## CHALLENGE
Copy the rows that follow word for word, leaving out the pictures.

[Start of RECORDS TO USE]

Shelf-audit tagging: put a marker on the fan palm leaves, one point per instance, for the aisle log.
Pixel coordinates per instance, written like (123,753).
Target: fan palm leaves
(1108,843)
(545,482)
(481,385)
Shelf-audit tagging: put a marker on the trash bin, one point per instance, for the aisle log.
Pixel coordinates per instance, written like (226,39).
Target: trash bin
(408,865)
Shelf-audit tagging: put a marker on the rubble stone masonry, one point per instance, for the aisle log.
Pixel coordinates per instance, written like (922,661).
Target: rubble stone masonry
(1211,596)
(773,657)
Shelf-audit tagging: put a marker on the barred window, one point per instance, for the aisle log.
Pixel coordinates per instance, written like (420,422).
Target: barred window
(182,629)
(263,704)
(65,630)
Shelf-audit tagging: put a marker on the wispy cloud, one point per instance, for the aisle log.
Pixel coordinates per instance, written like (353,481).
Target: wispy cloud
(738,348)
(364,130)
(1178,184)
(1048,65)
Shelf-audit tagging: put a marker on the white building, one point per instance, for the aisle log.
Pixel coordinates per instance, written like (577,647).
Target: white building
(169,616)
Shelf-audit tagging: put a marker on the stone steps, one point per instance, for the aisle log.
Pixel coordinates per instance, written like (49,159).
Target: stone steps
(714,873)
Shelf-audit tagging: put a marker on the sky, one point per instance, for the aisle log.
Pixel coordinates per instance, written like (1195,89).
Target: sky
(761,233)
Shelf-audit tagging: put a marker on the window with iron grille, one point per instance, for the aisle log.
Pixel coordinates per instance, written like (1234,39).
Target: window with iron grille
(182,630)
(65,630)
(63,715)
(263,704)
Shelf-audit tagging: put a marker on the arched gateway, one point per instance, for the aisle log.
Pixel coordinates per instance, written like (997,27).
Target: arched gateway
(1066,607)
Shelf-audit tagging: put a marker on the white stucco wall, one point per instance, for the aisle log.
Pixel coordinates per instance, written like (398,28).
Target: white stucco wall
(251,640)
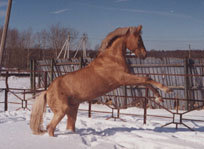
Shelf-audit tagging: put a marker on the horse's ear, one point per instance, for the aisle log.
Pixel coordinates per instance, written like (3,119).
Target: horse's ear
(128,32)
(139,28)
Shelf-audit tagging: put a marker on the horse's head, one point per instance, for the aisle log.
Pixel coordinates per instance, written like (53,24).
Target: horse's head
(134,41)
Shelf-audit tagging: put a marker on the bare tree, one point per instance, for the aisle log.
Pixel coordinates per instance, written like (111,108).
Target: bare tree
(41,39)
(58,35)
(26,39)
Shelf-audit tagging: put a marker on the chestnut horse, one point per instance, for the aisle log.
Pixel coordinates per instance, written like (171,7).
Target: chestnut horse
(106,73)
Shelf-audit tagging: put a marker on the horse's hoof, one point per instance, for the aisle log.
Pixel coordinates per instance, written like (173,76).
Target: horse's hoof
(159,99)
(169,90)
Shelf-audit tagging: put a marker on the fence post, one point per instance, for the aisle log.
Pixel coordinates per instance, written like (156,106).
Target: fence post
(45,80)
(89,109)
(145,105)
(186,82)
(52,69)
(6,92)
(31,74)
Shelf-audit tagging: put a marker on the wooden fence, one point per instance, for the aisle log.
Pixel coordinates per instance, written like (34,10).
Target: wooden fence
(184,75)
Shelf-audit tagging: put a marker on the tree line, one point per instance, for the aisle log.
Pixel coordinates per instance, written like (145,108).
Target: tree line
(21,46)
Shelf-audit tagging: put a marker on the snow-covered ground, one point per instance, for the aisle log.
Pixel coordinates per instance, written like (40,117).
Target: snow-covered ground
(97,132)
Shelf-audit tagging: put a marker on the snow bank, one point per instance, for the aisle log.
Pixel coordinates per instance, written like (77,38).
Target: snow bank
(98,133)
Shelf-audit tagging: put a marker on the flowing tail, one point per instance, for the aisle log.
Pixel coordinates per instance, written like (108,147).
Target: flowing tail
(36,117)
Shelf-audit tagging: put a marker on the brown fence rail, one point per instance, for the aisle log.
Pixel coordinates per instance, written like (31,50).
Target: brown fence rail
(184,76)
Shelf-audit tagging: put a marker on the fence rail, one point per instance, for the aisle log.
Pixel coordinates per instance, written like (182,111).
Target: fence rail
(184,76)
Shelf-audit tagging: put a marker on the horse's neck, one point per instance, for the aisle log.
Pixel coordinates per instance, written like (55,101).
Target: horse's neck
(113,55)
(117,49)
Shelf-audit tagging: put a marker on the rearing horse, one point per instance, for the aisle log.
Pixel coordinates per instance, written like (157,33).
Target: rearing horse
(106,73)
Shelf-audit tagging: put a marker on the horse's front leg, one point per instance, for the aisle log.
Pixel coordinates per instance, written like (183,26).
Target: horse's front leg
(71,117)
(130,79)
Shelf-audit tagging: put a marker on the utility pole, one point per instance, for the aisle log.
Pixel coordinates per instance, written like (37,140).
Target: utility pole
(84,40)
(4,34)
(65,48)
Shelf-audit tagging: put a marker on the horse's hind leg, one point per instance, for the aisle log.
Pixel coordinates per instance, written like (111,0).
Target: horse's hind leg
(71,117)
(55,120)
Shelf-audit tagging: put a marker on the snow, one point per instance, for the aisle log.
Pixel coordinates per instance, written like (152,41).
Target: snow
(97,132)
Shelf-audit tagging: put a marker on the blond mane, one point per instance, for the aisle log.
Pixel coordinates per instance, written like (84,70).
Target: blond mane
(114,35)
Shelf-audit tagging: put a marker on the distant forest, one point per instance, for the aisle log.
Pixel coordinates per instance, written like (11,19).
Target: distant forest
(22,46)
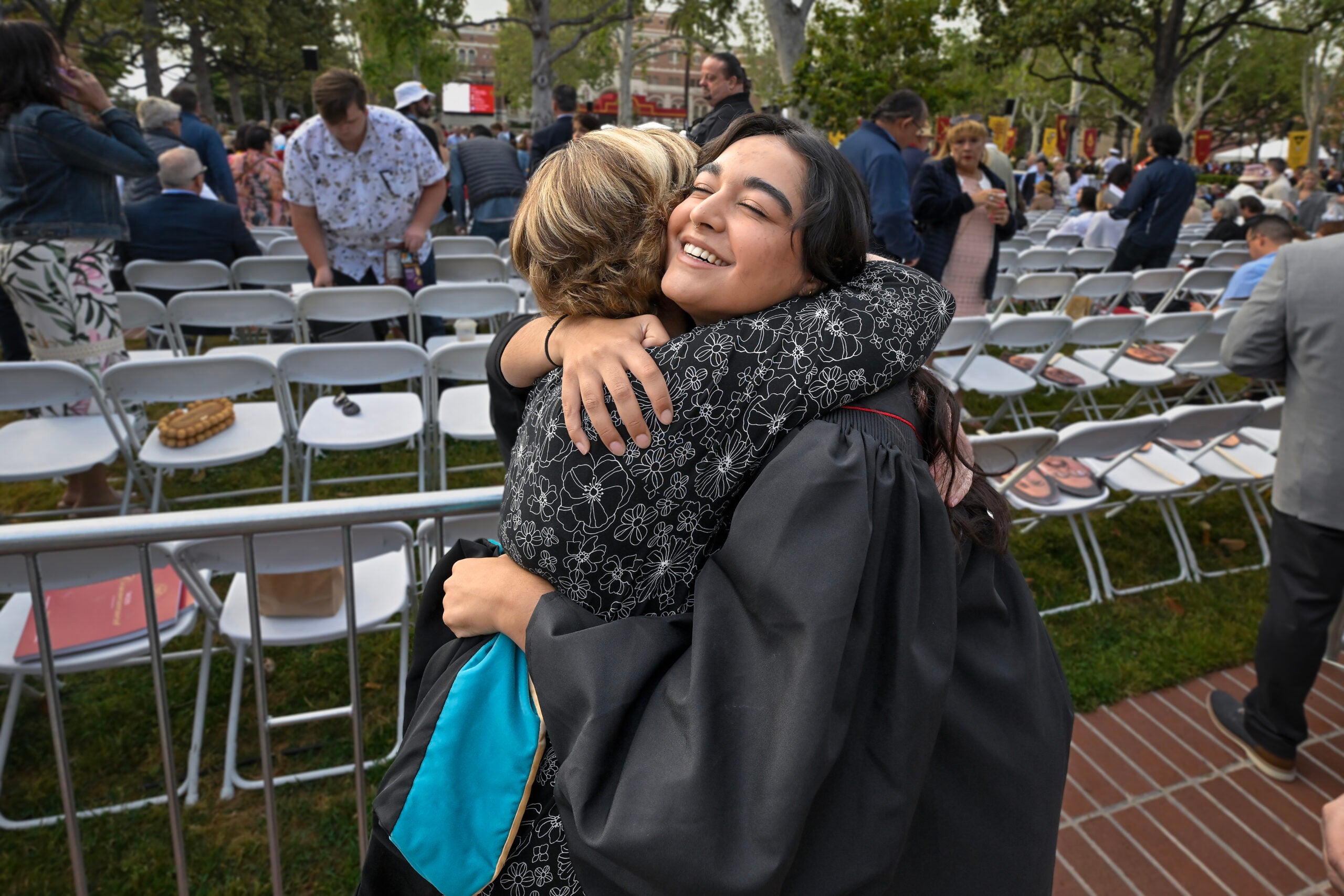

[End of RECORDS TO USE]

## FULL RESPONSE
Shelf-audit tagging: put a marker on the fan palm leaves, one point per instance, for the aisle log.
Pixel coordinates per instance, written like (123,753).
Target: fan palm leaves
(1108,843)
(545,482)
(481,385)
Shelf-audit tagging: put a marker on the trash bin, one point per instance, for the aisle log.
Pixel coordinates per instance, written like (226,39).
Target: trash bin
(408,865)
Shelf-audit tagging: put a marker on the rubble stone masonry, one point per instance, for the aisle log.
Pixel coordinates per instance, written like (922,661).
Target: rubble stone masonry
(1211,596)
(773,657)
Shelf-audit tagging: put a marker on the barred window, one point per instance, for the aisle log.
Pixel coordinates per instance, written like (420,422).
Target: barred window
(182,629)
(263,704)
(65,630)
Shelf-audit tagging: put a marker on the wispy cloud, one point per instance, for the aisle log.
Pixel coordinates per instance, written like (353,481).
Target: wispy cloud
(738,348)
(364,130)
(1178,184)
(1048,65)
Shelf-audit tagging: put a marker on the white building, one point per instance, for the aisle log.
Pixel coordinates per instance, written like (577,647).
Target: white building
(169,616)
Shelf-audit tagging: put a marker on the stone steps, one point per instance, for the aisle log.
Pixel coordinates per instance, written like (49,159).
Target: stone steps
(714,873)
Shelf-audit tagging: put a marker on the sky, one point per instance, for the aisle log.
Pixel coordinates per instance, written like (1195,89).
Target: sky
(761,233)
Shelf-audit tagging: put a marker on the window with iron grille, one point per instance, for the aisle log.
Pixel coordinates per instance, written like (1234,39).
Target: window with iron grille
(182,630)
(65,630)
(63,715)
(263,704)
Shelf-audit tagging: put a marker on the arched gateway, one point per instance, for the aisle log.
Pixel coordinates per instance, written like (997,27).
Target: arched gateway
(1066,607)
Shelf-audit tagging: put a marker on the white stucco wall, one point per instance, for the aisle log.
Pixel coordinates per instance, written like (398,28).
Target: white stucco wall
(251,640)
Shelf-audit tagging: put a marker on the horse's ear, one point per instance, for the aisle log.
Pixel coordinates per instance, written like (3,119).
Target: horse's ear
(128,32)
(139,28)
Shelf-audit tagging: put a marker on the horse's head, one point per instance, for the aisle log.
Pixel coordinates per instance, written like (53,24).
Target: horse's head
(134,41)
Shelf-audit tagging: put a marker on the bare tree, one point per instance, for the aisle log.
Pixel coordinates per instance, written like (111,108).
Target: bare tree
(41,39)
(58,35)
(26,39)
Shelf-audit tagging: put a marker on the chestnut horse, one point per instance, for the aisle log.
Pixel coordinates per instance, written like (171,7).
Target: chestnut horse
(106,73)
Shelf-audit tagging: put a marker on the horse's hoof, one point per instance, for the aisle log.
Pixel coordinates per instance, written like (173,76).
Target: horse's hoof
(159,99)
(169,90)
Shelf-audit tagging: put a marker on the fence post, one point per instance, for the aisle log.
Pixel coordinates per instance, written like (156,106).
Target: fence post
(45,80)
(89,109)
(145,105)
(186,82)
(52,69)
(6,92)
(31,74)
Shelf-audit tagging: put a marker on the wooden fence, one point per instance, for the aisle log.
Pixel coordinates per instance, written like (34,10).
Target: wooden fence
(184,75)
Shelf-audit tagging: put a marker on the tree line, one point per instance, for the aisle log.
Pixel coordinates per instance, written like (145,108).
Target: tree line
(21,46)
Shelf-audit tagging: put a marker on the snow-covered ground, one point per instance, for the aisle log.
Pixel coordinates per instance, written like (40,117).
Target: snow-covered ground
(97,132)
Shelf-audit tagging: put a marker on the snow bank, one point per instance, for the aisle log.
Pixel coordinates per instance, written like (77,38).
Target: snow bank
(98,133)
Shelf-audit tagging: put a marker on the flowing tail, one point per instance, for the aisle log.
Pixel coordinates per instance, written like (108,147).
Target: flowing tail
(36,117)
Shelf-audit tagging: put a marker on the brown fence rail, one point per instance, for the aisle log.
Pixel coordinates per instance, written like (31,50).
Target: brown fence rail
(184,76)
Shelf-audit tagging: put a marker on the fence rail, one point per instance, for the aisle log.
Pixel coordinates per instance, written like (182,111).
Target: fence rail
(184,76)
Shelf-audit tagging: put a marker on the horse's neck, one point per instance, for the aisle log.
Pixel coordinates per instance, written like (55,101).
Target: horse's neck
(113,55)
(117,49)
Shelf-audit tagging: put a marker on the rearing horse, one point per instance, for the aisle log.
Pixel coordinates per instance, written like (157,33).
Target: rearing horse
(106,73)
Shelf-audit tagging: put a marker on the horse's front leg, one point per instance, for the aisle log.
Pixel coordinates per instance, written like (183,26).
Target: horse's front leg
(71,117)
(130,79)
Shelf-audit tagging: put a marker on the utility pole, one point per instance, for the aisle log.
Pixel coordinates per instance, written like (37,140).
Target: utility pole
(84,40)
(4,34)
(65,48)
Shelf-audit tagging: put a marker on the horse's hind leg, one point per instance, for the aisle log.
Pixel coordinates per instance, written like (111,0).
Target: horse's hind leg
(71,117)
(55,120)
Shelf-audit tagging: put a marker on the snow, one point per instance, for the aisle log.
Pixel coordinates per instance, written like (152,41).
Target: snow
(97,132)
Shelf-audit tagging: put a marker on the blond mane, one point per instance, for the aisle log.
Pixel coordinates per instance, written like (84,70).
Target: blond mane
(114,35)
Shelf-audit tagging: put a marker on the distant forest, one point per instance, for the aisle log.
Pixel coordinates per instance, written like (11,19).
Target: distant forest
(22,46)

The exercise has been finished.